English is gaining ground, and as such, recognizing it as the
sole official language will fit perfectly to the overall advantages
that will flow from this, especially when it comes to teaching
and learning. Kamwangamalu, observed that “if anything has changed at all in terms of language practices in South Africa, it
is that English has gained more territory and political clout
than Afrikaans in virtually all of the country’s institutions,
including the legislature, education, the media, and the army”
Take for an example, in South Korea, “English is regarded as
a major subject in the national curriculum and it is also one of
the key subjects in the College Scholastic Ability Test (CSAT)”
. Being a dominant language of education in South Korea,
students’ achievement in English subject at schools and at
CSAT has influence on their future. Competency in English is a
key component in job markets. Ability to speak and write
English is linked to opportunities and as such, it opens doors
for job seekers who possess strong comprehension of English
language. Because of its importance in the employment
markets, the requirement for English competence has surged
in South Korea job markets and many fields in job markets
require English competency for placements . The
implication of this is that most of the companies require good
English proficiency as a basic requirement for job opportunity.

■ Supplied data
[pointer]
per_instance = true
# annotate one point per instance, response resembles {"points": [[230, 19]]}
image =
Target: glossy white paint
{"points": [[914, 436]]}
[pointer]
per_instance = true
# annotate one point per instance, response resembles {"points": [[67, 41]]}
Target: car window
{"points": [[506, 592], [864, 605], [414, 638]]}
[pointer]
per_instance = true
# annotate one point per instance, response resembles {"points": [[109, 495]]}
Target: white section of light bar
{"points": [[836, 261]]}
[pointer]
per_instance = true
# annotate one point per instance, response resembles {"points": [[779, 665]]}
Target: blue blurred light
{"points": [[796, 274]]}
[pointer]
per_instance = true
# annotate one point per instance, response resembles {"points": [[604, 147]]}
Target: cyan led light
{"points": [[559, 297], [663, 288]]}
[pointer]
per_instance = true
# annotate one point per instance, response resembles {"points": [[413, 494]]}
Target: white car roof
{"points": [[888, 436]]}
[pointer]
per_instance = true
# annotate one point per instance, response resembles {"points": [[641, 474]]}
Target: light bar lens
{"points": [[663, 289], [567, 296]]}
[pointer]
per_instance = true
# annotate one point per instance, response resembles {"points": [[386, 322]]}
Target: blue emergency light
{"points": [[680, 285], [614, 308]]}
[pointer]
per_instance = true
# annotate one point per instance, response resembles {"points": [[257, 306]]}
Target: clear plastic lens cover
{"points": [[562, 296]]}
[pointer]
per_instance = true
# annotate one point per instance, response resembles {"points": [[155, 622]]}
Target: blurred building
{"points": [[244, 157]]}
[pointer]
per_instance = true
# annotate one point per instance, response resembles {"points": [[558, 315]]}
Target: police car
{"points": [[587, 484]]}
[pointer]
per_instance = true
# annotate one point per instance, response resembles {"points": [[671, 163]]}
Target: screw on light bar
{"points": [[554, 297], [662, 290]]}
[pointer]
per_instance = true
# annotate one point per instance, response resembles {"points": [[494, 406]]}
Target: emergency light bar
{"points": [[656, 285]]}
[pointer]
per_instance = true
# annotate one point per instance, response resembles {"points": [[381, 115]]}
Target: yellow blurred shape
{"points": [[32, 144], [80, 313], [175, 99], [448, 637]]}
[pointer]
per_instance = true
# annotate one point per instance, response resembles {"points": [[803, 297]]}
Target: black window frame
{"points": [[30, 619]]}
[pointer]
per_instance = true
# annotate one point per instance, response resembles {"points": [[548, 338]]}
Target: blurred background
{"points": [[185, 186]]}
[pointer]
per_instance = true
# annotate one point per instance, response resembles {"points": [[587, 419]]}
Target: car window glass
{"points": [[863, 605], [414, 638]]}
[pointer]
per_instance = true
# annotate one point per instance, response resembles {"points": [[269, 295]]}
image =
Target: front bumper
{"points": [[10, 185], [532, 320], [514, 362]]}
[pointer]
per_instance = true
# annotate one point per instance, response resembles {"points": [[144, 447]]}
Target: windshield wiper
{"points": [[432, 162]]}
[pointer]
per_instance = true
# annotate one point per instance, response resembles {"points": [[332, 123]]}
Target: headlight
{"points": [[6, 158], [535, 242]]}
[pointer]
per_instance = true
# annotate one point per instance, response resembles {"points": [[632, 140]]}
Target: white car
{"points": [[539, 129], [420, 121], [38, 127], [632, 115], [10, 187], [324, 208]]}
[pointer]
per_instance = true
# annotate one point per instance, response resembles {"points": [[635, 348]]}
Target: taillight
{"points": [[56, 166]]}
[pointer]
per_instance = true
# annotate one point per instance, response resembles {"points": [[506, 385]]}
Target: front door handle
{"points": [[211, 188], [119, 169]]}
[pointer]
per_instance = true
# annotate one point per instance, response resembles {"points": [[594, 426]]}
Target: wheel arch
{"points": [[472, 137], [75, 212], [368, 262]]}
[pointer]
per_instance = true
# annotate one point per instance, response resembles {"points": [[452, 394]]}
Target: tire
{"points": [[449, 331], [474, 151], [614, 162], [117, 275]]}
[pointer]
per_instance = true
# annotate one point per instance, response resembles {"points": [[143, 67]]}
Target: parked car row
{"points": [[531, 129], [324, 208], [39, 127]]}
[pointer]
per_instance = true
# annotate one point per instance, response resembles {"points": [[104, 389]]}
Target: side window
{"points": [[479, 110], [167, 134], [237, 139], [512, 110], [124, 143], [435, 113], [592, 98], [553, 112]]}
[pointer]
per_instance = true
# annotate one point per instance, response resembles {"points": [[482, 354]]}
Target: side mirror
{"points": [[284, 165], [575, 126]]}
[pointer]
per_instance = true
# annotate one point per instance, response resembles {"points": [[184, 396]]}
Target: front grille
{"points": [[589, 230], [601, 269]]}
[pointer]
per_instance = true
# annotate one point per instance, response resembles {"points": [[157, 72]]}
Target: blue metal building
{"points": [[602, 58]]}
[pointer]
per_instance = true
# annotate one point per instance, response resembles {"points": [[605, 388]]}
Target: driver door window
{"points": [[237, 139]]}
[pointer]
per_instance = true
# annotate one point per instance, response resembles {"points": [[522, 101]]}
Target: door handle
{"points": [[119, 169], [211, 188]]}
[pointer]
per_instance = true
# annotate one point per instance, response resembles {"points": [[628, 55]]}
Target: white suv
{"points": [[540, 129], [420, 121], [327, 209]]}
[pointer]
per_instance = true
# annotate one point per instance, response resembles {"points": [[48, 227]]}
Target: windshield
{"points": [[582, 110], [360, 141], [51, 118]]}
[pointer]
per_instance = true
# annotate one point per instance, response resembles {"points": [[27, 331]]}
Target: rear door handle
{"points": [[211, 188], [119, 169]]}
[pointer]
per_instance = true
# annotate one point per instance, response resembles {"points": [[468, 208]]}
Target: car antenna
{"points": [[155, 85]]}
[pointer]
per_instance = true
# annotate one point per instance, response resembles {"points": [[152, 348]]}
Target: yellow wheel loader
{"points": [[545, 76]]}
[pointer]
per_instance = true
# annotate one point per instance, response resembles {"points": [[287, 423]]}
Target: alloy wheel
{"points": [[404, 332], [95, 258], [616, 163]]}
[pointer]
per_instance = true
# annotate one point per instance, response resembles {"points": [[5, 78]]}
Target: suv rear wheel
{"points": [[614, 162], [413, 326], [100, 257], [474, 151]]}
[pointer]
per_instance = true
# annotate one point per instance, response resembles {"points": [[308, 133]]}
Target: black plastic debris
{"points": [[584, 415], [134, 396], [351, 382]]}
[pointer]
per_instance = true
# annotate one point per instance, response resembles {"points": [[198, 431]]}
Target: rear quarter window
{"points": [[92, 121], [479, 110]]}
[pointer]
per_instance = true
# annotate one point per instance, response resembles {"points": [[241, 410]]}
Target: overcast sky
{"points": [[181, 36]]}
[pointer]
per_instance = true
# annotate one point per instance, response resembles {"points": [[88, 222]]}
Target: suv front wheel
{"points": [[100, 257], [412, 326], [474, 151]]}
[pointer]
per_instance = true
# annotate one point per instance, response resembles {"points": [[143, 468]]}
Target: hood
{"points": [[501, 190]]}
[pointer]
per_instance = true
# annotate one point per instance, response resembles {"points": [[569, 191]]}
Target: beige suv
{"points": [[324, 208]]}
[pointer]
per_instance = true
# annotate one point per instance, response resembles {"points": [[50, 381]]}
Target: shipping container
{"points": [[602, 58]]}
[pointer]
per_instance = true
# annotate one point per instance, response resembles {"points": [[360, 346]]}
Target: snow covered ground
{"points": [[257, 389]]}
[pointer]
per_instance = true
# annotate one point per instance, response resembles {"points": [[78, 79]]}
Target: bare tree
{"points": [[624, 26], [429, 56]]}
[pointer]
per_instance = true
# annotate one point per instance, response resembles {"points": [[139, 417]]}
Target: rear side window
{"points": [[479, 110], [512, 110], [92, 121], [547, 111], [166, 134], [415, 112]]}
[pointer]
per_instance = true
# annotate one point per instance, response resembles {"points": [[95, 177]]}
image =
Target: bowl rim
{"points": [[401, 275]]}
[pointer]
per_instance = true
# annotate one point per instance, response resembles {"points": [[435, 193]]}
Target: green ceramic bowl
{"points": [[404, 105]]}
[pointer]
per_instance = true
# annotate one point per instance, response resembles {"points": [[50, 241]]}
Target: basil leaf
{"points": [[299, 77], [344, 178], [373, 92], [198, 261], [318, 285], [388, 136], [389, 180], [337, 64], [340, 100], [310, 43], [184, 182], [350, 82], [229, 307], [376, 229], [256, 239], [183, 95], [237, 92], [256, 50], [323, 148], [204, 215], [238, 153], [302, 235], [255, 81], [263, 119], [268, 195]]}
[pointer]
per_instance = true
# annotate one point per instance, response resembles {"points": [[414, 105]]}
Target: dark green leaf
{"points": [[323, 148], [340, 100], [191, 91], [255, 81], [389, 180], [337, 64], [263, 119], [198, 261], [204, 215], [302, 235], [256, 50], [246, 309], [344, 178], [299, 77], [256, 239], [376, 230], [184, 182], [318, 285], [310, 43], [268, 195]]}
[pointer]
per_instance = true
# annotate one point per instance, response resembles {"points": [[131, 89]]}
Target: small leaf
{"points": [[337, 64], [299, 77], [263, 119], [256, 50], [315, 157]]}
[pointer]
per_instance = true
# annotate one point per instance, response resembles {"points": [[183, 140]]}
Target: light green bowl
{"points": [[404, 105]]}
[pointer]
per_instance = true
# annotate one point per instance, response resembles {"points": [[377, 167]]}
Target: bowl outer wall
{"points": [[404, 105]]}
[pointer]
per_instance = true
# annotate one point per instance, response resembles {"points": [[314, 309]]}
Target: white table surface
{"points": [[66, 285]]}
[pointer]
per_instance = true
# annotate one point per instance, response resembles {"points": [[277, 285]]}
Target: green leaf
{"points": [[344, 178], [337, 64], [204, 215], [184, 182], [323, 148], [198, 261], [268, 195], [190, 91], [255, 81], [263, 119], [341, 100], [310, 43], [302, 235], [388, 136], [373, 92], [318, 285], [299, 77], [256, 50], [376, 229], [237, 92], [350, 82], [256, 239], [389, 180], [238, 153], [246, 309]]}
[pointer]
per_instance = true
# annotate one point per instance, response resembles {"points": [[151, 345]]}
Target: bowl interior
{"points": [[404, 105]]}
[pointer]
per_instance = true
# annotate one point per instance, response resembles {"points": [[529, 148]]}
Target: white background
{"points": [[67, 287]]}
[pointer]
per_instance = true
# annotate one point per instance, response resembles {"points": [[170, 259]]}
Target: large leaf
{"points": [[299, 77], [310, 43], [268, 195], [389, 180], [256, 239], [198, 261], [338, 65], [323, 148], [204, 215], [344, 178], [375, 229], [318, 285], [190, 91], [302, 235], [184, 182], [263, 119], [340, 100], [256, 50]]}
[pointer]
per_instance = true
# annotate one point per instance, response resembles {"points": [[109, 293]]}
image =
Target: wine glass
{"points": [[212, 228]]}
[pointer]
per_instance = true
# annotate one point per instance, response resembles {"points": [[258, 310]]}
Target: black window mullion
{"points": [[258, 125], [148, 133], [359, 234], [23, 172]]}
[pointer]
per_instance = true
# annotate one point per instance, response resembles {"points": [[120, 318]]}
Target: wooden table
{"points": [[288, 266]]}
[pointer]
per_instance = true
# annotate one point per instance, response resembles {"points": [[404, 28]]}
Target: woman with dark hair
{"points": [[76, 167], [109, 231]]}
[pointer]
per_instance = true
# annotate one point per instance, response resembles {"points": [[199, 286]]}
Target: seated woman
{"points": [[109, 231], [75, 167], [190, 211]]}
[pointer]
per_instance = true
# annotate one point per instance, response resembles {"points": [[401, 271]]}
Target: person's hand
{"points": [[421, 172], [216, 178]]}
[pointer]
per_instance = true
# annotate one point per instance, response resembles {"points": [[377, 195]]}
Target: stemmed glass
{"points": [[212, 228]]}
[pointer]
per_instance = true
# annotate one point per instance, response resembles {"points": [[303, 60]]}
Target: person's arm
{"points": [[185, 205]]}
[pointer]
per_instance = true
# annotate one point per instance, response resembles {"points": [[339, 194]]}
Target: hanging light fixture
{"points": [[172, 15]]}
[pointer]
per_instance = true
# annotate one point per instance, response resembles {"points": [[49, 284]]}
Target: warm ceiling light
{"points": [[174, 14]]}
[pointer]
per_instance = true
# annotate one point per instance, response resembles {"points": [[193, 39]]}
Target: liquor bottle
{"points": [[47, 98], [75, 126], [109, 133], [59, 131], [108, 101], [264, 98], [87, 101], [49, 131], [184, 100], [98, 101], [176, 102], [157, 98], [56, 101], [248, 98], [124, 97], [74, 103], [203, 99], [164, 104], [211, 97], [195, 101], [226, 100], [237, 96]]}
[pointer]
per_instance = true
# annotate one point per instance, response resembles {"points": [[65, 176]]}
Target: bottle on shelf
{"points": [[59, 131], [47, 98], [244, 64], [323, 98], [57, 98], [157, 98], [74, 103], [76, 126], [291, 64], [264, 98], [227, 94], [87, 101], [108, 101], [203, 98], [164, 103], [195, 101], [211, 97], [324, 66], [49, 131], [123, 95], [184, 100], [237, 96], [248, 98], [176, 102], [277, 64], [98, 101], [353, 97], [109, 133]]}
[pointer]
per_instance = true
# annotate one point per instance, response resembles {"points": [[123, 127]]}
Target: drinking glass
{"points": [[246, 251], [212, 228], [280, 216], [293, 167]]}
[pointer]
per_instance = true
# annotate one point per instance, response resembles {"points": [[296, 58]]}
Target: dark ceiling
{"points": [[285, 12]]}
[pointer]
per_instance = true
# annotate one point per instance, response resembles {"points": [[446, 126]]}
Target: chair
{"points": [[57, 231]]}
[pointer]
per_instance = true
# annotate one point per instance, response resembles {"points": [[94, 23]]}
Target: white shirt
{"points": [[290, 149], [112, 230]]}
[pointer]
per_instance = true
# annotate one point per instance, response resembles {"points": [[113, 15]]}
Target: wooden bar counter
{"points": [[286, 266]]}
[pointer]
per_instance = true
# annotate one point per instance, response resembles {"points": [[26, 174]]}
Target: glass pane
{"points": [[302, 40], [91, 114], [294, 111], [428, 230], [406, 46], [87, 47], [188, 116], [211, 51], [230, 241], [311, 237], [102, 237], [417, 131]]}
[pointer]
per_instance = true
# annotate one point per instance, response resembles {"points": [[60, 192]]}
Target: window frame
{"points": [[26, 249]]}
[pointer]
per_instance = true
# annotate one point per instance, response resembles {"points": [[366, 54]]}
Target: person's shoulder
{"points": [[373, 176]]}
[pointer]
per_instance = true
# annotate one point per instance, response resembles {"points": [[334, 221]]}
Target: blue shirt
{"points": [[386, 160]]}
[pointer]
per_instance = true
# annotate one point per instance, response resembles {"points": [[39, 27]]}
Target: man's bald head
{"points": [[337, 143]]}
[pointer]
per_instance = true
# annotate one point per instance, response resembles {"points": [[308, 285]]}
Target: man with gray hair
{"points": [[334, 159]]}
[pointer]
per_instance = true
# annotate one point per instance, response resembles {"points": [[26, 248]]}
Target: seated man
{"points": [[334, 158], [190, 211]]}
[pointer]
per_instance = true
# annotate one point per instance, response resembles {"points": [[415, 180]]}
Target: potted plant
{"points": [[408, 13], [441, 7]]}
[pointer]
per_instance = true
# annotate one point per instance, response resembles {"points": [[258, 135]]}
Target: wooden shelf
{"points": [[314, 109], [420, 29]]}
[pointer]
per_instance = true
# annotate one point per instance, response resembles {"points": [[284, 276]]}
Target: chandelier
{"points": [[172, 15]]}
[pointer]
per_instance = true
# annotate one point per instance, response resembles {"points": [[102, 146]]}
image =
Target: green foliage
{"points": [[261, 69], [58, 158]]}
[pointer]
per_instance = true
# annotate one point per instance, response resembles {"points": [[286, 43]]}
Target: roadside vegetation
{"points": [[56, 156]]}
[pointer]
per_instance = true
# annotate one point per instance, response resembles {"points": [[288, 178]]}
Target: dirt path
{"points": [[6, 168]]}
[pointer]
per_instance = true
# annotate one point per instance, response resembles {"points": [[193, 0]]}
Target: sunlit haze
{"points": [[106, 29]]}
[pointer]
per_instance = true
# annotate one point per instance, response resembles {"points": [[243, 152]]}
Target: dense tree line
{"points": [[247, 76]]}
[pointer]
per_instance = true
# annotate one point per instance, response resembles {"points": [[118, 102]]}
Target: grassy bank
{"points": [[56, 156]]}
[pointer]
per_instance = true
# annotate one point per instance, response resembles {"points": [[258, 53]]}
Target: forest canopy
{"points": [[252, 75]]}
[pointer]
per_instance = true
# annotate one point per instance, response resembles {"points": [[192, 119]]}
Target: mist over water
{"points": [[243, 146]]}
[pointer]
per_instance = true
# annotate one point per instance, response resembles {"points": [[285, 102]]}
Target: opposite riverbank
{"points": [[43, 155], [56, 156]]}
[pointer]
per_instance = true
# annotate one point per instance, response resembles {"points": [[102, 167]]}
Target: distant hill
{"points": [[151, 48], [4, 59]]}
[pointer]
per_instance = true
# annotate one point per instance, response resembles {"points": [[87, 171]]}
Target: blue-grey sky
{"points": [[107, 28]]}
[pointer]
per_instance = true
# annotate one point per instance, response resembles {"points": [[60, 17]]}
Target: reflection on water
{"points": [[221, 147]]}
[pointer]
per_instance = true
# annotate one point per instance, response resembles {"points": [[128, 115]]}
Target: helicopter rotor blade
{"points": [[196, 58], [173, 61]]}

■ Jobs
A - In the text on English as an official language, which South African institutions did Kamwangamalu name as places where English gained more territory than Afrikaans?
B - According to the text on English as an official language, why do South Korean students' results in English affect their future?
C - Continue the text on English as an official language from the point where it stops.

■ Task-by-task answers
A - The legislature, education, the media, and the army.

B - English is a dominant language of education in South Korea. It is a major subject in the national curriculum and one of the key subjects in the College Scholastic Ability Test, and competency in English is a key component in job markets.

C -
Globalization is the current world outlook and from all
indications, English seems to be considered as a global
language that had transcended its original owners such as the
USA or the UK.
With regard to teaching and learning, English is today’s
dominant language of science. As a matter of fact, science is
advancing immensely due to having a dominant global
Language-English. English language is a choice language for
scientific communication and this is evident in many scientific
works that have been published worldwide in English language
English language as a medium of pedagogy could serve as
unifying element that enhances students’ ability and enabled
them to access education, employment, economy and law not
only locally but globally.
Lessons from Elsewhere
Unlike South Africa, Namibia specifically stipulates English as
the official language and language of instruction. Similarly,
even though Nigeria has four official languages recognized but
the country has taken cautious political and educational
decisions to entrench English as the main official language in
the country and language of learning . The effect of
adopting English as the sole language of pedagogy is apparent.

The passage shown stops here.